- [SOURCE EXTRACT]

================

SF: At the time, I had already made a few other films that used personal material, including The Ties That Bind (1984) about my mother living in Germany during World War Two. So it was a direction I was already going in, and I think there are several reasons for that.
The first would be that I had a difficult time growing up. I had a mother who had been very traumatized by the war and then by her move to a new country; I had a father who was remote when he was living with us and who then left us, who left my mother to raise three children without any support; and I went to Catholic school and very soon realized that I had strong disagreements with the beliefs and practices of the church. So there were many issues I wanted to address when I finally started thinking about telling stories/telling history.
The other big reason is the influence of the Women’s Movement, which opened up a huge and complicated discussion about how we were formed by society, what the damage was from that influence, and how we could change that to something better.
And last of all, I felt that I would be most honest, or would be most challenged, if I made myself look at the experiences that were closest to me. I love to read fiction, and I admire people who can turn life into a story, but I don’t think that’s something I know how to do, so I decided that I should try instead to speak more directly about my own life and the lives of people I knew.

================

- [DATA SUPPLIED]
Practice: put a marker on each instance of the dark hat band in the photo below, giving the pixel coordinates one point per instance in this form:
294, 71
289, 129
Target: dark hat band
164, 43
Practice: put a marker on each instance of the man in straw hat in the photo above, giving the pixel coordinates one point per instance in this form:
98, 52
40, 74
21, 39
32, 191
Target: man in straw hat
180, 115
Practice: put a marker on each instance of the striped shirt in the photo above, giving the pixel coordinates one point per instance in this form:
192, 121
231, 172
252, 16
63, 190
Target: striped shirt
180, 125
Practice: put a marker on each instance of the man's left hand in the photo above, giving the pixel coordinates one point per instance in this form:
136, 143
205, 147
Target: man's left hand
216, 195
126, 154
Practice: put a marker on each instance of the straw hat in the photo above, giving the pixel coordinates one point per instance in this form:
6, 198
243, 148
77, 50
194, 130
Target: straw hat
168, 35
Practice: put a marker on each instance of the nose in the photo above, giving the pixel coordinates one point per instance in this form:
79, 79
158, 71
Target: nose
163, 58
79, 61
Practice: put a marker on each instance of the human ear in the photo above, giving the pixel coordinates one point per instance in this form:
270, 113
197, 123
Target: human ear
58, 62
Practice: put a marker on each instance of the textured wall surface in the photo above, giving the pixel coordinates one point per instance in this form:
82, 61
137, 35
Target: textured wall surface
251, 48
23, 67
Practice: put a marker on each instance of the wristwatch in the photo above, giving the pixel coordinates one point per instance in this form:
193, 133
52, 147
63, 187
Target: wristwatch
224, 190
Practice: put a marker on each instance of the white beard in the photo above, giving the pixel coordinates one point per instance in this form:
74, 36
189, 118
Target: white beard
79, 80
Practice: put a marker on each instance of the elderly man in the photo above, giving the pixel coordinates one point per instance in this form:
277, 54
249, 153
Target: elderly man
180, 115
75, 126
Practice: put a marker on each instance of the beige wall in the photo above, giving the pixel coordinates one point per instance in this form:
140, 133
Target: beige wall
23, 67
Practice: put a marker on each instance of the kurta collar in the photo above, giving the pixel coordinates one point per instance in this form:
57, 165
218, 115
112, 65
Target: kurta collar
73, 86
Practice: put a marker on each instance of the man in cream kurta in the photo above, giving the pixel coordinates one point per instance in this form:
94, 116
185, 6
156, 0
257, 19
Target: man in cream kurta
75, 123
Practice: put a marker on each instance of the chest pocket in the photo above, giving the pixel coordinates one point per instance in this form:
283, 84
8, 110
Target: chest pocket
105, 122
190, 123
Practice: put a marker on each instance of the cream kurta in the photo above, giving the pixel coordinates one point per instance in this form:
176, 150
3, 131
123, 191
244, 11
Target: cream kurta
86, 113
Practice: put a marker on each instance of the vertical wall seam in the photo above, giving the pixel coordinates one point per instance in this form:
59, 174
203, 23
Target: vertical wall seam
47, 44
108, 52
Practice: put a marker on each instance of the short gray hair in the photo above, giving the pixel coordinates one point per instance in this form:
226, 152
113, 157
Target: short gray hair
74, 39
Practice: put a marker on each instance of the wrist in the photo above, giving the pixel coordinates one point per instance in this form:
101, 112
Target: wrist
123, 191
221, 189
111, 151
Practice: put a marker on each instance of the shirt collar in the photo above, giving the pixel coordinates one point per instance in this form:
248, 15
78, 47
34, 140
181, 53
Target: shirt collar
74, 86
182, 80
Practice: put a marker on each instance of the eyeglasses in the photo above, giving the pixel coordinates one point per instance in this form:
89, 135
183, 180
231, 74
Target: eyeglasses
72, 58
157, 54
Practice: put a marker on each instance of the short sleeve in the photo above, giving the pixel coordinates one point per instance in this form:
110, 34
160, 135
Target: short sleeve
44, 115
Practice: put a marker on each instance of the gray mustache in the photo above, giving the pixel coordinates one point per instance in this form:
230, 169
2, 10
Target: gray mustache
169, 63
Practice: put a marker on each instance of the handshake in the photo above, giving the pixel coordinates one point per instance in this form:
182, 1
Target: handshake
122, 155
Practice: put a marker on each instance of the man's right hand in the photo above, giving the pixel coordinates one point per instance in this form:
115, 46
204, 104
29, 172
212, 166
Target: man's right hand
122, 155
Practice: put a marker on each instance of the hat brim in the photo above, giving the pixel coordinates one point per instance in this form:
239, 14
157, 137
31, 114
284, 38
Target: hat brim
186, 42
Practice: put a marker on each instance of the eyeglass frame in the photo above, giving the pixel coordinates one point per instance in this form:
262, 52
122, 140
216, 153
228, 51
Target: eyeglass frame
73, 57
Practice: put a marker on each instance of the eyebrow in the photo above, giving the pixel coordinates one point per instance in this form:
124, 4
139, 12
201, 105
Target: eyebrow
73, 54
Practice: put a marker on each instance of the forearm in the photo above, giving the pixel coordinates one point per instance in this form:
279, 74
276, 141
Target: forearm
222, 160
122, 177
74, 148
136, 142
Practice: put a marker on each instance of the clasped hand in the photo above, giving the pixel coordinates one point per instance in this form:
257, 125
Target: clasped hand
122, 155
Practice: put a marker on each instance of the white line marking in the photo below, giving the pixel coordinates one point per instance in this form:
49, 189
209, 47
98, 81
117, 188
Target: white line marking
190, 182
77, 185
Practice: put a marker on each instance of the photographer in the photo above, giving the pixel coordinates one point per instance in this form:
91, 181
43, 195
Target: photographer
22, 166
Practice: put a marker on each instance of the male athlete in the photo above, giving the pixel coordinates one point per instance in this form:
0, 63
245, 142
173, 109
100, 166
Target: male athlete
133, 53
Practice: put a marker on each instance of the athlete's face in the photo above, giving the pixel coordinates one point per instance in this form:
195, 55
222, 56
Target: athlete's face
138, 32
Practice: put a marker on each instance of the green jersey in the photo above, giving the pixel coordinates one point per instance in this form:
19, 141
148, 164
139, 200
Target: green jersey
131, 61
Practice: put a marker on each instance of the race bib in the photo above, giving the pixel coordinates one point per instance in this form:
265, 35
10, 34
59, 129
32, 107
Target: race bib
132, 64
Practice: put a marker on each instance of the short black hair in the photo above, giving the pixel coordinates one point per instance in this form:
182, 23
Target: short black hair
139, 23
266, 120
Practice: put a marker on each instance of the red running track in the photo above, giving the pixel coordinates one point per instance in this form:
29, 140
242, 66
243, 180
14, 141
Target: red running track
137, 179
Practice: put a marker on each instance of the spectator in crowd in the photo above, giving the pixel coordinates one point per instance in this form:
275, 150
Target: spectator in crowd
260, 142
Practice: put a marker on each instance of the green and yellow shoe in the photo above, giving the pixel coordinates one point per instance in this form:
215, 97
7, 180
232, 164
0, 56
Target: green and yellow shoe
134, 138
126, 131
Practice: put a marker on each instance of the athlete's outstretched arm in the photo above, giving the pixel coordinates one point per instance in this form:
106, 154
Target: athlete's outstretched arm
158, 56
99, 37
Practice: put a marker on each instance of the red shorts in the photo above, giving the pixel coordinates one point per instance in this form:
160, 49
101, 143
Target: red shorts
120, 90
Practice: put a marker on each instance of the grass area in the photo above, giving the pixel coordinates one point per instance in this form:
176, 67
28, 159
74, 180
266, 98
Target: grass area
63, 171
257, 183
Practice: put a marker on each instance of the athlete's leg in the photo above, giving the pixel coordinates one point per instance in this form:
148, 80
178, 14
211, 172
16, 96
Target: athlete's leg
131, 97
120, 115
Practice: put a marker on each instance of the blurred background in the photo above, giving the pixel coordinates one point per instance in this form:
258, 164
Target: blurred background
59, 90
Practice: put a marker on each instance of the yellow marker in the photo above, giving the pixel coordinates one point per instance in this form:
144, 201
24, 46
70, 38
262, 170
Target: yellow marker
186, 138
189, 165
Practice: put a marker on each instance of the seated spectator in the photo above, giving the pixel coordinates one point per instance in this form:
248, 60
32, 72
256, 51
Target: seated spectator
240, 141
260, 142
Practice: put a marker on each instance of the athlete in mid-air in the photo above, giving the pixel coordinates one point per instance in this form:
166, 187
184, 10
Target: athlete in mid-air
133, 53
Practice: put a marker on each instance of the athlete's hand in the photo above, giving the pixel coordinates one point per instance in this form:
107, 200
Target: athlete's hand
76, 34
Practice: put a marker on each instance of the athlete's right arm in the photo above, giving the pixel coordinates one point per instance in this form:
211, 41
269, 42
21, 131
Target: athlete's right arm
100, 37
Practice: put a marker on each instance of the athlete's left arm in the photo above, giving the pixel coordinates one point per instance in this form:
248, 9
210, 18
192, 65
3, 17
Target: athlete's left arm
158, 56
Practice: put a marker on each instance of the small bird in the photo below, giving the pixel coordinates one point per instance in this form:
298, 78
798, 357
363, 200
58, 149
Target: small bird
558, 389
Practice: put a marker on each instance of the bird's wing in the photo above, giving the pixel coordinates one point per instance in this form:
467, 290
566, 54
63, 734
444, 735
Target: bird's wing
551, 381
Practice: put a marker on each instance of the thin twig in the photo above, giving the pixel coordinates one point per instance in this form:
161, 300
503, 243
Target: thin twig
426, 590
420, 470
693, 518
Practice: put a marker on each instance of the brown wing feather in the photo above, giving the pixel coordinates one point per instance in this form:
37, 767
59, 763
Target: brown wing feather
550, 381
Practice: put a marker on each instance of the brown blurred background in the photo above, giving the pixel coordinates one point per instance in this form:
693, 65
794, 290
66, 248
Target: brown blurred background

================

- [WHAT YOU NEED TO DO] In the interview excerpt on making films from personal material, what is The Ties That Bind (1984) about?

- [EXPECTED ANSWER] It is about the speaker's mother living in Germany during World War Two.